▶ **DESCRIPTION OF THE TASK**
What is needed here is an exact copy of all the entries below.

▶ **RECORDS SUPPLIED**

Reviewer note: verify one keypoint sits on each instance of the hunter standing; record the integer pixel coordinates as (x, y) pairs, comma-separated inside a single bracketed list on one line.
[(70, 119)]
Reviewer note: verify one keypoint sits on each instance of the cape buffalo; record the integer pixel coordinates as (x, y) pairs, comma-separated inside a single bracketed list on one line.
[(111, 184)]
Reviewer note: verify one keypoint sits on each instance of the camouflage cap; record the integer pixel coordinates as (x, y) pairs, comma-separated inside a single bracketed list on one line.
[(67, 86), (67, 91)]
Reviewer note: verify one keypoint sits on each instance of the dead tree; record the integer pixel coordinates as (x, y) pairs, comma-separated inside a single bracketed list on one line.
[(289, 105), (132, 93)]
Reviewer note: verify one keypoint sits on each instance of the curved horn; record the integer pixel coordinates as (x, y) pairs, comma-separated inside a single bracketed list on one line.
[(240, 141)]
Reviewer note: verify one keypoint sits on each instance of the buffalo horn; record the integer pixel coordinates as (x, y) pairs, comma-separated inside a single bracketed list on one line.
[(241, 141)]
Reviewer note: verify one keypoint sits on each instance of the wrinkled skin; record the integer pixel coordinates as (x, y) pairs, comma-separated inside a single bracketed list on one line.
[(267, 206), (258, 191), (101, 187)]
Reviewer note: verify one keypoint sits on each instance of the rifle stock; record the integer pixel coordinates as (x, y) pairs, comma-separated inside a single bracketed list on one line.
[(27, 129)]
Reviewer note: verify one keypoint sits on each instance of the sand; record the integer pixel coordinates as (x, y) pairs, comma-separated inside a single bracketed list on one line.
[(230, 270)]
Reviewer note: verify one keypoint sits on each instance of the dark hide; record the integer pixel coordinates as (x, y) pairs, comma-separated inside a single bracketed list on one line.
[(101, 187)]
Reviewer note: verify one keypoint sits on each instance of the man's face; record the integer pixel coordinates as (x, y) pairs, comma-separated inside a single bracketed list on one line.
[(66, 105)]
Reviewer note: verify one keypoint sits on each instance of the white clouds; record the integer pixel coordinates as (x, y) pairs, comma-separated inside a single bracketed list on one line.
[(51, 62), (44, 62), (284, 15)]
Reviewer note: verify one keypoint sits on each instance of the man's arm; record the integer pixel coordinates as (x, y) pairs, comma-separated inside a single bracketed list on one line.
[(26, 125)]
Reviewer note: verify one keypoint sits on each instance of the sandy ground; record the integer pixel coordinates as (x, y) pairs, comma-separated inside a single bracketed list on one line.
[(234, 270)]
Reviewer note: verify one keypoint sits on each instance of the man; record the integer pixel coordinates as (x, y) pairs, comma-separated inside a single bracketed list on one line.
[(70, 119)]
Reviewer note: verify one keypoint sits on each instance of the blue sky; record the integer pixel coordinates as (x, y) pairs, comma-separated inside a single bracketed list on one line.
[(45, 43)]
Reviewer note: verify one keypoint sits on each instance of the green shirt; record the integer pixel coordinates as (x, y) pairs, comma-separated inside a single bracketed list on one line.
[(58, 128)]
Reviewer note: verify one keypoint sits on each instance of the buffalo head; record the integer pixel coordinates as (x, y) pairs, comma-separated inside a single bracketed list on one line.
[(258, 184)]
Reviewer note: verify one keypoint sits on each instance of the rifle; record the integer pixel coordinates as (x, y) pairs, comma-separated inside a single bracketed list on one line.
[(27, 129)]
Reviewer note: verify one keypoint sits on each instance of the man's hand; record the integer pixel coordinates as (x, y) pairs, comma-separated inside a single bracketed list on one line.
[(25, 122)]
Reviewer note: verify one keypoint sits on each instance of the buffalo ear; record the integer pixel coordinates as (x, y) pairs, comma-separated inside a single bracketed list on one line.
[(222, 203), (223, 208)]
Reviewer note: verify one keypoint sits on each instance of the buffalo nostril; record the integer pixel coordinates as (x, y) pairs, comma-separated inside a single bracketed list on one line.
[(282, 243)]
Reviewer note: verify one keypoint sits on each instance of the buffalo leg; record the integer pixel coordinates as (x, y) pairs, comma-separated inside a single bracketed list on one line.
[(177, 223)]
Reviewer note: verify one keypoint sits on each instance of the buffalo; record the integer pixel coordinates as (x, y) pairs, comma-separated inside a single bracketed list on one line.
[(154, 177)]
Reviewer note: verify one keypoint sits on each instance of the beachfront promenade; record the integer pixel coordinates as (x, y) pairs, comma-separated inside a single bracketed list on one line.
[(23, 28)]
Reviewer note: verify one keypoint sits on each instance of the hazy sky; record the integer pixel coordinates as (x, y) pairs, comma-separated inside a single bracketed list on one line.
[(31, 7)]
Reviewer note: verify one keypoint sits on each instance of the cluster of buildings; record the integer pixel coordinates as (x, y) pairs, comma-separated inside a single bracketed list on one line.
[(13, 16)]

▶ **OUTPUT FOR THIS EXERCISE**
Reviewer note: verify one keypoint sits on each instance of the hunter standing; record the integer pixel coordinates as (x, y) pairs, comma-separated inside a single bracketed list on one line.
[(70, 119)]
Reviewer note: verify one keypoint sits on each instance of the cape buffalo; record the integer pixel coordinates as (x, y) pairs, comma-separated inside a single bracketed list on one line.
[(111, 184)]
Reviewer note: verify one keypoint sits on each instance of the camouflage cap; record the integer pixel coordinates as (x, y) pairs, comma-separated inside a single bracketed list on one line.
[(67, 86), (67, 91)]
Reviewer note: verify one keypoint sits on each instance of the dead tree; record the integer pixel coordinates as (x, y) pairs, comma-separated inside a single bracketed list on one line.
[(289, 105), (132, 93)]
Reviewer note: verify one keypoint sits on each instance of the curved horn; record the integer pixel coordinates as (x, y) pairs, comma-separated inside a single bracketed list on one line.
[(240, 141)]
Reviewer note: verify one keypoint sits on each instance of the buffalo horn; record the integer pixel coordinates as (x, y) pairs, comma-separated inside a single bracketed list on one line.
[(241, 141)]
Reviewer note: verify one keypoint sits on each instance of the wrinkled skin; record the integer pixel coordinates as (x, y) pairs, comma-separated inside a single bracketed list on one line.
[(267, 206), (258, 191), (101, 187)]
Reviewer note: verify one keypoint sits on each instance of the rifle stock; record the integer pixel coordinates as (x, y) pairs, comma-separated inside a single bracketed list on one line.
[(27, 129)]
Reviewer note: verify one keypoint sits on each instance of the sand; record the integer pixel coordinates as (x, y) pairs, comma-separated inside a single bracketed list on one line.
[(230, 270)]
Reviewer note: verify one keypoint sits on each instance of the dark hide; record the integer pixel coordinates as (x, y) pairs, comma-separated inside a single bracketed list on one line.
[(101, 187)]
Reviewer note: verify one keypoint sits on each instance of the man's face; record the integer pixel coordinates as (x, y) pairs, comma-separated inside a single bracketed list on one line.
[(66, 105)]
Reviewer note: verify one keypoint sits on each instance of the white clouds; record the integer pixel coordinates as (x, y) pairs, comma-separated inside a single bracketed list on one line.
[(51, 62), (44, 62), (284, 15)]
Reviewer note: verify one keypoint sits on each instance of the man's arm; record the integer pixel coordinates as (x, y) pairs, comma-separated inside a single bracketed list on one line.
[(26, 125)]
Reviewer note: verify one keypoint sits on each instance of the sandy ground; record the integer pixel coordinates as (x, y) pairs, comma-separated inside a single bracketed list on one line.
[(234, 270)]
Reviewer note: verify one keypoint sits on each instance of the man; record the integer pixel coordinates as (x, y) pairs, comma-separated inside a single bracketed list on one line.
[(70, 119)]
Reviewer note: verify one keypoint sits on each instance of the blue sky; record the integer pixel coordinates as (x, y) pairs, comma-separated inside a single bracketed list on one line.
[(45, 43)]
Reviewer note: verify one keypoint sits on each instance of the green shirt; record the integer pixel coordinates as (x, y) pairs, comma-separated inside a single bracketed list on one line.
[(58, 128)]
Reviewer note: verify one keypoint sits on each instance of the buffalo head; record the integer pixel coordinates as (x, y) pairs, comma-separated inside a single bracketed list on one line.
[(258, 184)]
Reviewer note: verify one keypoint sits on each instance of the rifle; record the integer pixel coordinates as (x, y) pairs, comma-separated inside a single bracketed list on one line.
[(27, 129)]
Reviewer note: verify one keypoint sits on each instance of the man's hand; record the integer pixel coordinates as (x, y) pairs, comma-separated inside a single bracketed list on one line.
[(25, 122)]
Reviewer note: verify one keypoint sits on each instance of the buffalo ear; record the integer pixel coordinates as (x, y) pairs, comma-separated inside a single bracketed list on one line.
[(222, 203), (223, 208)]
Reviewer note: verify one keypoint sits on each instance of the buffalo nostril; record the integer pixel coordinates as (x, y) pairs, comma-separated inside a single bracketed list on one line.
[(282, 243)]
Reviewer note: verify one keypoint sits on each instance of the buffalo leg; record the integer pixel coordinates as (x, y) pairs, comma-separated inside a single bracketed list on one line.
[(177, 223)]
Reviewer note: verify one keypoint sits on each instance of the buffalo; record the integer pixel coordinates as (x, y) pairs, comma-separated inside a single bracketed list on one line.
[(154, 177)]
Reviewer note: verify one keypoint sits on each instance of the beachfront promenade; record the integer pixel coordinates as (x, y) pairs, comma-separated inside a single bracketed list on one line.
[(23, 28)]
Reviewer note: verify one keypoint sits on each instance of the hazy sky; record the integer pixel coordinates as (x, y) pairs, comma-separated inside a single bracketed list on one line.
[(31, 7)]
Reviewer note: verify one keypoint sits on each instance of the cluster of buildings; record the integer pixel coordinates as (x, y) pairs, comma-separated inside a single bracketed list on one line.
[(13, 16)]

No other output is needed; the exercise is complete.